Exercise brief
Please repeat only the lines below starting at the line that holds "Query: green grass" and ending at the line that holds "Query: beaded necklace", exactly, with both of those lines included and every picture omitted.

(Referring expression data)
---
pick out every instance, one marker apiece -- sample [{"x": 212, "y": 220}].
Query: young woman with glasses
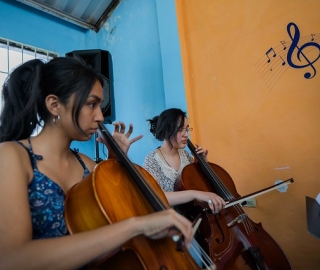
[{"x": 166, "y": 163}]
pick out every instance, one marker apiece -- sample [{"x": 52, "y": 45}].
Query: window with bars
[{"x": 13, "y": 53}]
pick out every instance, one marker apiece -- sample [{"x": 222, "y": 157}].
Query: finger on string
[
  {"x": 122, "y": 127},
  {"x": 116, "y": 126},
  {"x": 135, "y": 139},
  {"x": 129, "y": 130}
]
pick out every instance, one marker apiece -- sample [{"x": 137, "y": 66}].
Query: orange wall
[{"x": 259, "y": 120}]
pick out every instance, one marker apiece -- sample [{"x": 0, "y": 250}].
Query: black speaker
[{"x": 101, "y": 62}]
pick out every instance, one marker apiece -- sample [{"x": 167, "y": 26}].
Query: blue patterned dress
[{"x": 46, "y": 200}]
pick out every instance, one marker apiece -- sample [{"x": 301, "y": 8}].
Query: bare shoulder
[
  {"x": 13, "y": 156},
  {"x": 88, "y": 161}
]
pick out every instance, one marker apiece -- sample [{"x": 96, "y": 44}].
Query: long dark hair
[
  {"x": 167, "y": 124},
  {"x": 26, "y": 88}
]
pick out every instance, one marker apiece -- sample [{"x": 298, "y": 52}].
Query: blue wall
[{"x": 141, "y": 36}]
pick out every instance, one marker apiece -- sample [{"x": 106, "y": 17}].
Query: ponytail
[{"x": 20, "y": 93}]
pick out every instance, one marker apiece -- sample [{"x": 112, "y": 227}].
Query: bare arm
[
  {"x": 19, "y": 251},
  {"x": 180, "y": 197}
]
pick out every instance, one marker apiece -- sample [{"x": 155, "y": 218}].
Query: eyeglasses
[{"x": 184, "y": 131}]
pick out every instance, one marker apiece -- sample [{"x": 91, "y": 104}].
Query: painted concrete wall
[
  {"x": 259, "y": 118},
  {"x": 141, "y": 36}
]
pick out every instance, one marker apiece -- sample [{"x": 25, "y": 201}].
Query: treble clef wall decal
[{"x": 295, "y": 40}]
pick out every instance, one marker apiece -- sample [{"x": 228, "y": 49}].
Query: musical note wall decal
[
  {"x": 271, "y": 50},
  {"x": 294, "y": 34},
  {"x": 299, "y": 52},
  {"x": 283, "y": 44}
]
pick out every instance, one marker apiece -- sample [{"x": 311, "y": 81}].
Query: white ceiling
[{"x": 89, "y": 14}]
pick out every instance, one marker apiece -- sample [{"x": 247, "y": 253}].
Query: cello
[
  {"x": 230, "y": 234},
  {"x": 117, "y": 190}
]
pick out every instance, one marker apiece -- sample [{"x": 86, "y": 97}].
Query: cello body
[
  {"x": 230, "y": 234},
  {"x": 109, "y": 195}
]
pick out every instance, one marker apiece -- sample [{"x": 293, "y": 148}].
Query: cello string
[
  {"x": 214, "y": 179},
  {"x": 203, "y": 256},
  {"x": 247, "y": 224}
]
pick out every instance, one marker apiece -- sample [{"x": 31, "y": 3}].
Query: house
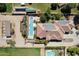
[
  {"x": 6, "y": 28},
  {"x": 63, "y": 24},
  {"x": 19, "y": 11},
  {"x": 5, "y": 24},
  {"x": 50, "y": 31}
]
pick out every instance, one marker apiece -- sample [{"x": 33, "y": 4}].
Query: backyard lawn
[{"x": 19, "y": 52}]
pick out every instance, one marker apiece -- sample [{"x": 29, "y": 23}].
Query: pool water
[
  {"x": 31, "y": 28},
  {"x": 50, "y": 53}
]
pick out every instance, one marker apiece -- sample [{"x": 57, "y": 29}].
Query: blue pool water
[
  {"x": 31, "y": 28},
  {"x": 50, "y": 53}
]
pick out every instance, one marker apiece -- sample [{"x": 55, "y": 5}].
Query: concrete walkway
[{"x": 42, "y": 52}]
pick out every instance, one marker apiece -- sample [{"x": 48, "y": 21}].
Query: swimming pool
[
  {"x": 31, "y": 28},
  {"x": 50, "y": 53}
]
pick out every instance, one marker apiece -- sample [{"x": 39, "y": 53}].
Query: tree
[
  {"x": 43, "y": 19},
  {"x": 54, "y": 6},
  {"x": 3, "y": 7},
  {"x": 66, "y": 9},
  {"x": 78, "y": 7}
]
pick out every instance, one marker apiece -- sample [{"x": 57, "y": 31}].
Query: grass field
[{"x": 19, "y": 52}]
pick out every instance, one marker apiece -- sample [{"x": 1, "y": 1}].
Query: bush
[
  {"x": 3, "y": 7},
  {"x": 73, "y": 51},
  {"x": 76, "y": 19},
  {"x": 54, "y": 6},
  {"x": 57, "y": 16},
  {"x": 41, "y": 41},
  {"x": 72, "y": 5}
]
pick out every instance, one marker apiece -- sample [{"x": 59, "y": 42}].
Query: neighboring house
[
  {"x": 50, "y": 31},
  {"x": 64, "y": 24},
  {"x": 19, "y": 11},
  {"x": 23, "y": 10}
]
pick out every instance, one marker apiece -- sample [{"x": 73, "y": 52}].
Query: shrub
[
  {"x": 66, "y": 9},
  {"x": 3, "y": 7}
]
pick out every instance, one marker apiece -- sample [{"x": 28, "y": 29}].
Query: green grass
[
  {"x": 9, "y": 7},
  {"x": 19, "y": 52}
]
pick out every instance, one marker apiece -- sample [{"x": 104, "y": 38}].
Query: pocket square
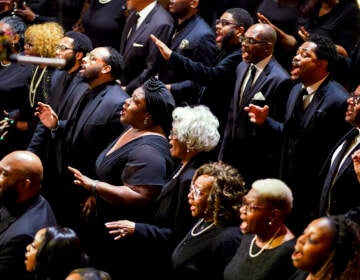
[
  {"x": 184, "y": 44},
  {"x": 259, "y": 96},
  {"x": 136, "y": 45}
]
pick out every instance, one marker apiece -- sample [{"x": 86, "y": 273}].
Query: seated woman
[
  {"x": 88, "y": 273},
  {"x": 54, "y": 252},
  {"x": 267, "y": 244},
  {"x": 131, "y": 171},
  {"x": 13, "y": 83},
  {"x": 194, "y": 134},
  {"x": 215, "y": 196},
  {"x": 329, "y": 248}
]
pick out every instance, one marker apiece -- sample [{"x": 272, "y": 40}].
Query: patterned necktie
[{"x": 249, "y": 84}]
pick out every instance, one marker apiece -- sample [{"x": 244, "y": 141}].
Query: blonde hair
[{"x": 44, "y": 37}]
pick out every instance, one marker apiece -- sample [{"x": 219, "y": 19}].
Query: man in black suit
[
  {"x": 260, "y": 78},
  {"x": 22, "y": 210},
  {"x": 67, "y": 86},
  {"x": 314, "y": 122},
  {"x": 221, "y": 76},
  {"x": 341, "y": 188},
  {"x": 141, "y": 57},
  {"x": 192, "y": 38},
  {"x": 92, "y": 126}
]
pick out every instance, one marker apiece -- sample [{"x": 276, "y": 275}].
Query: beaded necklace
---
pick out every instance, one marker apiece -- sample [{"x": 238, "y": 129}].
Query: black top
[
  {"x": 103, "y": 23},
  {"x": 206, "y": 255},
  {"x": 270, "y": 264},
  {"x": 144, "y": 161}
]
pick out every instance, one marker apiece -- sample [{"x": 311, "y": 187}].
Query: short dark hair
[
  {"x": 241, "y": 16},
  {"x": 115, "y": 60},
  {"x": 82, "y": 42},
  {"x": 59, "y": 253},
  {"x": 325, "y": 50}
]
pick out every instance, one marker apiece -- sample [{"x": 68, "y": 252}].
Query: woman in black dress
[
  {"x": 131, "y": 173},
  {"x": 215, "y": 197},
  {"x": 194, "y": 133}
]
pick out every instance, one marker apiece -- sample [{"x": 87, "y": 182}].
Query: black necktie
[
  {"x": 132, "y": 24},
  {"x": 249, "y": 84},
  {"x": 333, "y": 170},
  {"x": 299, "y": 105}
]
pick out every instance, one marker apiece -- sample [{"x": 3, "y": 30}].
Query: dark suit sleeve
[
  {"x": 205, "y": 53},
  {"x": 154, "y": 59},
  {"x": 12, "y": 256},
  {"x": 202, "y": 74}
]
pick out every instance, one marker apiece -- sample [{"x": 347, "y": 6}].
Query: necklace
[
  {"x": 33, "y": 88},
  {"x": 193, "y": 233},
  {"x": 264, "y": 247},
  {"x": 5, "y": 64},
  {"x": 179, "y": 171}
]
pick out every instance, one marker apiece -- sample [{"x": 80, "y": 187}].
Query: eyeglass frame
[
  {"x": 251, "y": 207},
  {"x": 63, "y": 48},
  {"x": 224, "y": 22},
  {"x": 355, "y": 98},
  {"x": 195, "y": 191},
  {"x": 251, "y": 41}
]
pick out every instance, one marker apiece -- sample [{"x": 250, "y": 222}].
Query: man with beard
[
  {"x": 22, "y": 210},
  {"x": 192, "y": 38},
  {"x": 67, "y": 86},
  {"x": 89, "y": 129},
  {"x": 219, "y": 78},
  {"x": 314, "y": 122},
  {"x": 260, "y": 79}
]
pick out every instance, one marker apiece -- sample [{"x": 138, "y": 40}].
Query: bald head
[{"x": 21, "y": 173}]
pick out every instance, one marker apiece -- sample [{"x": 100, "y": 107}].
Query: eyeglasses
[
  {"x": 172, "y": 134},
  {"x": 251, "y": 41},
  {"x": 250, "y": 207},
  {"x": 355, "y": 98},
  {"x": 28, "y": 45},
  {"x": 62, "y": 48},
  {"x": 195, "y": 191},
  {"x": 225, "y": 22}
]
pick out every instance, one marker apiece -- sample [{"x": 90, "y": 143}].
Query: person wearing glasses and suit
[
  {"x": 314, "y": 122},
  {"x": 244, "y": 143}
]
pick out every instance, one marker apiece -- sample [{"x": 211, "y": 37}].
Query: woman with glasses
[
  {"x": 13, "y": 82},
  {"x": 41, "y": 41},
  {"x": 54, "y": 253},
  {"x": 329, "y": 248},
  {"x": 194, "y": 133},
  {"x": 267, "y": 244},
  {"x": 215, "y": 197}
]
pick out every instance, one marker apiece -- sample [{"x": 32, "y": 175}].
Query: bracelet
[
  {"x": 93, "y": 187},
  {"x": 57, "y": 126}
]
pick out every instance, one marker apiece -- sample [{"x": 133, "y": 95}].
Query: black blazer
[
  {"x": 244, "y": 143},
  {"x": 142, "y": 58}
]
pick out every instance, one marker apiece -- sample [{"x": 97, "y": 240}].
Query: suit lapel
---
Written answer
Query: green grass
[
  {"x": 9, "y": 7},
  {"x": 19, "y": 52}
]
pick out every instance, one marker apiece -- sample [{"x": 104, "y": 38}].
Query: pocket square
[
  {"x": 184, "y": 44},
  {"x": 259, "y": 96},
  {"x": 136, "y": 45}
]
pick out every instance, one marker apiece -- sample [{"x": 86, "y": 273}].
Query: seated woman
[
  {"x": 88, "y": 273},
  {"x": 54, "y": 252},
  {"x": 267, "y": 244},
  {"x": 131, "y": 171},
  {"x": 13, "y": 83},
  {"x": 194, "y": 134},
  {"x": 215, "y": 196},
  {"x": 329, "y": 248}
]
pick out every instance, one marker apiece -- sample [{"x": 272, "y": 40}].
Query: patterned necktie
[{"x": 249, "y": 84}]
pick out every instance, one marker apiece -- sample [{"x": 244, "y": 141}].
Query: blonde hair
[{"x": 44, "y": 37}]
pick out every instance, one marker apiece -- sample [{"x": 219, "y": 19}].
Query: man in black suit
[
  {"x": 260, "y": 78},
  {"x": 22, "y": 210},
  {"x": 67, "y": 86},
  {"x": 314, "y": 122},
  {"x": 221, "y": 76},
  {"x": 341, "y": 188},
  {"x": 141, "y": 57},
  {"x": 192, "y": 38},
  {"x": 92, "y": 126}
]
pick out every instance, one marker apiece -- sample [{"x": 276, "y": 275}].
Query: beaded necklace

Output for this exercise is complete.